___ Given entries
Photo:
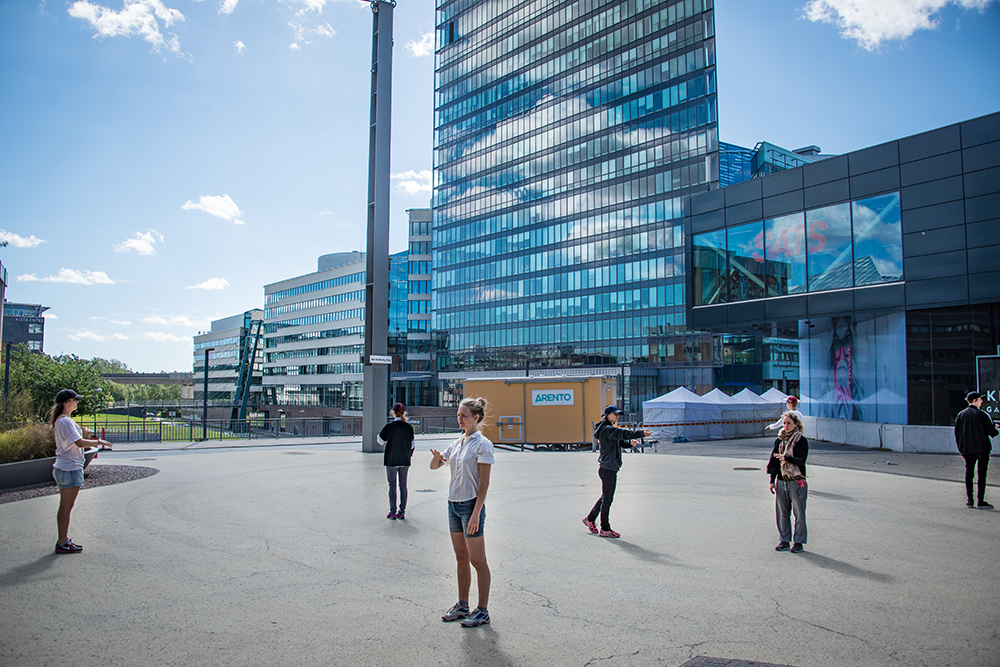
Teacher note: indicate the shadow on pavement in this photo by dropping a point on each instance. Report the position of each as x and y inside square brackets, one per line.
[845, 568]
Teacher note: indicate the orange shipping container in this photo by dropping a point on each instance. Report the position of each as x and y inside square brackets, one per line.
[543, 411]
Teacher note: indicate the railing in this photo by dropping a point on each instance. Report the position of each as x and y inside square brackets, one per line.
[154, 430]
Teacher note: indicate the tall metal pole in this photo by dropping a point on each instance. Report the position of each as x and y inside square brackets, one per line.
[376, 376]
[204, 409]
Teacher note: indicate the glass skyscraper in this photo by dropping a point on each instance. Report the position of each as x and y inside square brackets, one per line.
[565, 136]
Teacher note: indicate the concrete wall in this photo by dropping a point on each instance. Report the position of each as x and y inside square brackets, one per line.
[898, 438]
______
▸ **Your instructions**:
Copy all of the items above word for word, but leave out the pictures.

▸ **Task solution**:
Photo:
Teacher note: indicate the shadow on pavement in this photo by dropping a point on each instance. Report the position of each as x and y inside square brackets, one per line.
[845, 568]
Teacher note: indicate the orange shipping container in this photo by dropping a point on each instance. Report the position of each as x and y inside square brackets, one per line.
[543, 411]
Teacher note: indicate the railing in this photo by dropping a point on each instance. Report the position of each as x and y inside square brackets, one per line.
[154, 430]
Teacher note: indicate the tall metal pole in this photo by dropping a point on each instance. Report the position of each as x and y inside square brackets, one per line.
[376, 376]
[204, 409]
Teacher note: indicate the glass skyscraper in this photo by dropping a point on each instance. Report the position of each as x and y inside square brackets, one per line.
[565, 136]
Teacher note: indicate the concrete wall in this photo by dropping a point on each instance. Report the position of each as x and y inside square brackets, one per line.
[898, 438]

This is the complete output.